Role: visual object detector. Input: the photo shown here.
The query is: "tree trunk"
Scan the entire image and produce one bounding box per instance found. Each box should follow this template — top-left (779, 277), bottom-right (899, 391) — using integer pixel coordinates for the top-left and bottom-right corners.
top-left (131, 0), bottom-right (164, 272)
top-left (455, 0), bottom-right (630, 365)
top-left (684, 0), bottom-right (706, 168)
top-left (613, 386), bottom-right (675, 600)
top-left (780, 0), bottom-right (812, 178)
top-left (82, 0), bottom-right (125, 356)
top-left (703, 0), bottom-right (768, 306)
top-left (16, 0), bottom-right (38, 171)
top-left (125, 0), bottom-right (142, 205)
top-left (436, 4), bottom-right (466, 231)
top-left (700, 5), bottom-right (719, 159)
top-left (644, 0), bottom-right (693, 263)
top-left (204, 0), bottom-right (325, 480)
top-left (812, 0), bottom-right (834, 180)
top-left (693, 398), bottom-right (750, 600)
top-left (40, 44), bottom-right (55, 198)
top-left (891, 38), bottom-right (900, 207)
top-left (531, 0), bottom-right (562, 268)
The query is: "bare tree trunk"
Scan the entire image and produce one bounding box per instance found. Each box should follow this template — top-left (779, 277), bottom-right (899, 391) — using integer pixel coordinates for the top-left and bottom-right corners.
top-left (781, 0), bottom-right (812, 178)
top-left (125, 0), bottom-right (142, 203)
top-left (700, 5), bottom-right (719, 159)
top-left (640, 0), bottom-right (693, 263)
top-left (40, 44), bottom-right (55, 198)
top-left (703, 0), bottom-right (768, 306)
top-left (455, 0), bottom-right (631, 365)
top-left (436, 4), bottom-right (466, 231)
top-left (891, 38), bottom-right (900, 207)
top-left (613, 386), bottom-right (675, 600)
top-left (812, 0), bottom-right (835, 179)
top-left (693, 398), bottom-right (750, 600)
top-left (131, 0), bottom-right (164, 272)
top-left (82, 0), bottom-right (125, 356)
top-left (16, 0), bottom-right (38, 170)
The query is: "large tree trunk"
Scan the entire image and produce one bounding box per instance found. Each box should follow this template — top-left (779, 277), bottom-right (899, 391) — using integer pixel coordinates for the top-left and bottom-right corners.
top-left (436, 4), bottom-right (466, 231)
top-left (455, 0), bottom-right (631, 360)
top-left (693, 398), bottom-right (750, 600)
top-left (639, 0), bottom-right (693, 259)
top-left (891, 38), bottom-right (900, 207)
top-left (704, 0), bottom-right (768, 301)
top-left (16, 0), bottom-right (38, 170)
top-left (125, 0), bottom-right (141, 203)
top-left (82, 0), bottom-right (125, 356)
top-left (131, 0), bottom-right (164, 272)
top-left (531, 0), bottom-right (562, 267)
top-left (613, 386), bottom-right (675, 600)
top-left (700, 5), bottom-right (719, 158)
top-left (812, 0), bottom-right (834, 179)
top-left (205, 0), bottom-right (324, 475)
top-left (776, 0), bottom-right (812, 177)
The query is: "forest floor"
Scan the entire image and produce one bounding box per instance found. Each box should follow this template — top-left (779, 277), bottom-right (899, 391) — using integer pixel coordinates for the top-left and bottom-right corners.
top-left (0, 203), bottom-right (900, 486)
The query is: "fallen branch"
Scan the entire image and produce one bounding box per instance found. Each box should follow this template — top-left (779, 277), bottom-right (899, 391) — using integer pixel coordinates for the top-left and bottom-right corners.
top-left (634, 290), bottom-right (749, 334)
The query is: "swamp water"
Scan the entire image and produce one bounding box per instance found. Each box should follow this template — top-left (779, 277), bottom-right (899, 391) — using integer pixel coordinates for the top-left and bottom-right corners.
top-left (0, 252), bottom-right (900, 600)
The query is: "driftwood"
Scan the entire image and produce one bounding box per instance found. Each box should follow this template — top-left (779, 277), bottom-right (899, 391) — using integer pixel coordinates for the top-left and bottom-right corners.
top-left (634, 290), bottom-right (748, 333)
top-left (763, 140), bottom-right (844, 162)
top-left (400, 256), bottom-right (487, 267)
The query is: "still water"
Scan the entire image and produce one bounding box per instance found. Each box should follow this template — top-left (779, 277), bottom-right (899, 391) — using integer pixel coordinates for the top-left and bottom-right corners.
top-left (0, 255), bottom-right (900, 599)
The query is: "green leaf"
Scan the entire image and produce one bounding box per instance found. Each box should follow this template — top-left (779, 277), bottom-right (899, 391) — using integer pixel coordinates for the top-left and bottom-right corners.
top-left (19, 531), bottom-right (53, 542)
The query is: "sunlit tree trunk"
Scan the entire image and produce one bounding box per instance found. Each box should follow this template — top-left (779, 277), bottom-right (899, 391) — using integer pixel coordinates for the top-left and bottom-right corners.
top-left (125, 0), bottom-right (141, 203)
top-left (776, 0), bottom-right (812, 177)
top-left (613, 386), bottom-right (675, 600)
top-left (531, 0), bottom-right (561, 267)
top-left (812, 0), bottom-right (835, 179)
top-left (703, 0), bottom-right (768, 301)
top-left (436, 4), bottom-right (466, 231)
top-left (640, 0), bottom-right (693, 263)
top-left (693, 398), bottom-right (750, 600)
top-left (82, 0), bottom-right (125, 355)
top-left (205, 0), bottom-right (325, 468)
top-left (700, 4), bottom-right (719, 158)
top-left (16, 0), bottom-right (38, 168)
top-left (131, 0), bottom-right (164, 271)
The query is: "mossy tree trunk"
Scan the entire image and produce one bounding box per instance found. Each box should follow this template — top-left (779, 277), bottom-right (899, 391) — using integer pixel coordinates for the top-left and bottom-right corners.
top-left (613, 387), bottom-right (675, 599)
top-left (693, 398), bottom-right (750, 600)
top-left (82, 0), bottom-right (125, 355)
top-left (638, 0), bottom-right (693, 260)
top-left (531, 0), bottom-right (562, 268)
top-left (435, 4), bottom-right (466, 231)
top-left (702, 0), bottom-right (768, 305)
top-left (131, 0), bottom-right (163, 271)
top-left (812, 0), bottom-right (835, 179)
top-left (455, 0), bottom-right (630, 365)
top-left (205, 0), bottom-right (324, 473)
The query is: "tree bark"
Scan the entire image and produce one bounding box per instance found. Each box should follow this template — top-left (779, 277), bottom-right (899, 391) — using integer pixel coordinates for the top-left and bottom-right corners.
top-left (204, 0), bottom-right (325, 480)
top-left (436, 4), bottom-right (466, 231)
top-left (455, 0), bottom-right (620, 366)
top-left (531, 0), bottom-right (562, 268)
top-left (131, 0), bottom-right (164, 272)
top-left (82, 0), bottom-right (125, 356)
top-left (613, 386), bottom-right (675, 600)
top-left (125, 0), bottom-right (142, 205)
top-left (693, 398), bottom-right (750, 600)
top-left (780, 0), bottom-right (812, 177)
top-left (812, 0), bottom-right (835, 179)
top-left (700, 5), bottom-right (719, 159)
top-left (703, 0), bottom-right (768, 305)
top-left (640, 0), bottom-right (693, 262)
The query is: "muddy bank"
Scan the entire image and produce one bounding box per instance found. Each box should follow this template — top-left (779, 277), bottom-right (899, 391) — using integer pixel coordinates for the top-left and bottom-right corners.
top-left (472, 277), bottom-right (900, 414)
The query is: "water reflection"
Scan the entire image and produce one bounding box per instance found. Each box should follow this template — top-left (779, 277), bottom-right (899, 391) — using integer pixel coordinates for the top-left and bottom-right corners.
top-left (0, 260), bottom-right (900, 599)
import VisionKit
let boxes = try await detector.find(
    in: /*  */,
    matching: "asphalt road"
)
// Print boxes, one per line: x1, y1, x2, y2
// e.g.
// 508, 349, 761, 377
____________________
From the entries above, pull out every line that contains the word "boxes" and copy each one unchanged.

let boxes = try await detector.find(
// Print boxes, one per line: x1, y1, x2, y2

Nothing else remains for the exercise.